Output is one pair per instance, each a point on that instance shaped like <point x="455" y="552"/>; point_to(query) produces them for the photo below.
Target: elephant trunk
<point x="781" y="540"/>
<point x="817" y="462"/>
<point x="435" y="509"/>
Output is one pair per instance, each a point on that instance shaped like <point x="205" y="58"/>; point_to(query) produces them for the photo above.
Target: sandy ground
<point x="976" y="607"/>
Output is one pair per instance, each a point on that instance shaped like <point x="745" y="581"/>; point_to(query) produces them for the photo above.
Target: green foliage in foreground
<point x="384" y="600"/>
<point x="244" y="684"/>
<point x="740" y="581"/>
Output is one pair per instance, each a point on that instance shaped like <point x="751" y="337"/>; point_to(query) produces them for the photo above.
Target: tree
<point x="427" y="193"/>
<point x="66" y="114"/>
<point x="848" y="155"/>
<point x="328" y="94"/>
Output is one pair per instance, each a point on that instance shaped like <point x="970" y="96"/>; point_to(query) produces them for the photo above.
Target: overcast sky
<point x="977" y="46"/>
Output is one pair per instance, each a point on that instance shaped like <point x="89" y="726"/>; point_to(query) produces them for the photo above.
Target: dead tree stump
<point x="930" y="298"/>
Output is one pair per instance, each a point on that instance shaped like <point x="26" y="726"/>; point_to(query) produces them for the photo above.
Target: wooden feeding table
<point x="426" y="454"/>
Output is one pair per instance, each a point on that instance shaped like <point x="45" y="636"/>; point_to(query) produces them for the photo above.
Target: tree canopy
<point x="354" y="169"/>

━━━━━━━━

*Aim of the exercise:* Render every line of the items above as a Markdown table with the columns Row and Line. Number the rows in order and omit blank lines.

*Worked solution:*
| Row | Line |
|---|---|
| 1 | Output is one pair per instance, each a point on that instance shaped like <point x="455" y="552"/>; point_to(query) produces them for the photo below. |
| 2 | Target: elephant trunk |
| 3 | <point x="781" y="540"/> |
| 4 | <point x="817" y="462"/> |
| 5 | <point x="435" y="509"/> |
| 6 | Output is one pair per instance, each a point on that instance shaped like <point x="205" y="58"/>; point_to(query) produces them for the photo above. |
| 7 | Target: sandy ground |
| 8 | <point x="976" y="607"/> |
| 9 | Output is one pair per instance, each a point on that instance shaped like <point x="745" y="581"/>; point_to(query) produces them for the photo above. |
| 10 | Target: green foliage in foreground |
| 11 | <point x="384" y="600"/> |
| 12 | <point x="244" y="684"/> |
| 13 | <point x="740" y="581"/> |
| 14 | Output is one pair per instance, each a point on that instance shaped like <point x="751" y="337"/>; point_to(query) produces them for the photo above. |
| 15 | Target: tree |
| 16 | <point x="427" y="193"/> |
| 17 | <point x="66" y="114"/> |
| 18 | <point x="848" y="155"/> |
| 19 | <point x="328" y="94"/> |
| 20 | Output is one pair per instance, each a point on that instance shaped like <point x="970" y="96"/>; point_to(query) produces them for the photo above. |
| 21 | Target: overcast sky |
| 22 | <point x="977" y="46"/> |
| 23 | Output is one pair per instance, each a point on that instance shaped like <point x="89" y="726"/>; point_to(query) produces them for the photo above. |
| 24 | Target: dead tree stump |
| 25 | <point x="930" y="298"/> |
| 26 | Output is one pair per instance, each a point on that instance shaped like <point x="26" y="726"/>; point_to(query) produces them for the photo above. |
| 27 | Target: wooden feeding table |
| 28 | <point x="426" y="454"/> |
| 29 | Output is one pair per instance, each a point on that instance shaped like <point x="45" y="636"/>; point_to(query) produces them for the photo above. |
| 30 | Target: tree canopy |
| 31 | <point x="354" y="169"/> |